* **Aim of the task**:
Rewrite every line of the records below as a numbered list, leaving out any blank lines.

* **Listing**:
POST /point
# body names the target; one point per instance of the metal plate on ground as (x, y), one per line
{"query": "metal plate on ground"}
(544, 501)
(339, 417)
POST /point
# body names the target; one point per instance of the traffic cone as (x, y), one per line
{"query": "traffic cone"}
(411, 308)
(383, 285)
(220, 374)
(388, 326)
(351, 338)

* **Correct output**:
1. POST /point
2. # body names the target; one point per instance of the metal plate on ground as (x, y), one per line
3. {"query": "metal plate on ground"}
4. (544, 501)
5. (339, 417)
6. POST /point
7. # body names the target; one point per instance of the traffic cone as (x, y), one per line
8. {"query": "traffic cone"}
9. (411, 308)
10. (383, 285)
11. (220, 374)
12. (388, 326)
13. (351, 338)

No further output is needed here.